Reto: Escribe la continuación del texto sobre el silencio como estrategia para hacer carrera política, comenzando justo después de su última frase.

Recuerdo un reportaje televisivo, cuando el benemérito Luis Roldán estaba en busca y captura, que relataba minuciosamente su vertiginosa carrera política. Se examinaban sus primeros pasos en el partido socialista aragonés. Según todos los testimonios, no eran un hombre brillante desde ningún punto de vista. Un alto cargo regional del partido durante aquella época se limitó a describirle del siguiente modo: estaba en todas las reuniones, pero nunca decía nada; nunca, literalmente, decía nada, nunca se pronunciaba.

Ése es, desde un punto de vista de estrategia personal, el mejor modo de hacer política: no hacer ninguna propuesta aventurada, no decir nada altisonante. Estar en todos los lugares en que sea preciso resulta imprescindible, pero, a la hora de pronunciarse, mejor que lo hagan otros. Nada teme más un político que quemarse, y el mejor modo de no hacerlo es dar la callada por respuesta cada vez que alguien pida apoyo a alguna idea peligrosa. Cuando por fin, en las listas electorales, vemos emerger nuevos nombres, cuando surgen de la nada nacientes figuras institucionales, debemos saber que ésa es la recompensa a muchos años de silencio, de lealtad malentendida, de invisibilidad interna, de discreto plegarse a los dictados de la dirección correspondiente, incluso de camaleónica adaptación a las distintas direcciones que se hayan sucedido.

Entradas de señalamiento de objetos con nombre:

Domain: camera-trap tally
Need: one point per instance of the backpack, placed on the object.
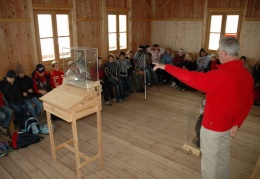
(4, 149)
(30, 125)
(23, 139)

Resultado:
Miguel Herrero de Miñón, Odón Elorza, Joseba Arregi. Políticos demasiado dispuestos a pensar. Con gente así ningún partido llega a ninguna parte. En un momento en que el discurso intelectual adelgaza. En un momento en que algunos intelectuales, indignos de ese nombre, renuncian a analizar la realidad y se limitan a obrar como arietes de sus secretos bienhechores, convendría guardar memoria de políticos que aún no han renunciado a esa forma de coraje que consiste en reflexionar al margen del último sondeo electoral.

Este país se encuentra enfermo de muchas cosas. Y entre tantas otras está la paradoja de que la verdadera heterodoxia se encuentre hoy mejor reflejada en el discurso de políticos marginales que en los propios intelectuales. Alguien también analizará esta curiosa inversión de papeles en el futuro.

Como consuelo de tontos sólo queda la posibilidad de cerrar la boca a algún taxista filósofo o a algún demagogo de taberna cuando vuelva a denunciar ante nosotros que todos los políticos son iguales. Todos los políticos no son iguales: algunos son más iguales que otros.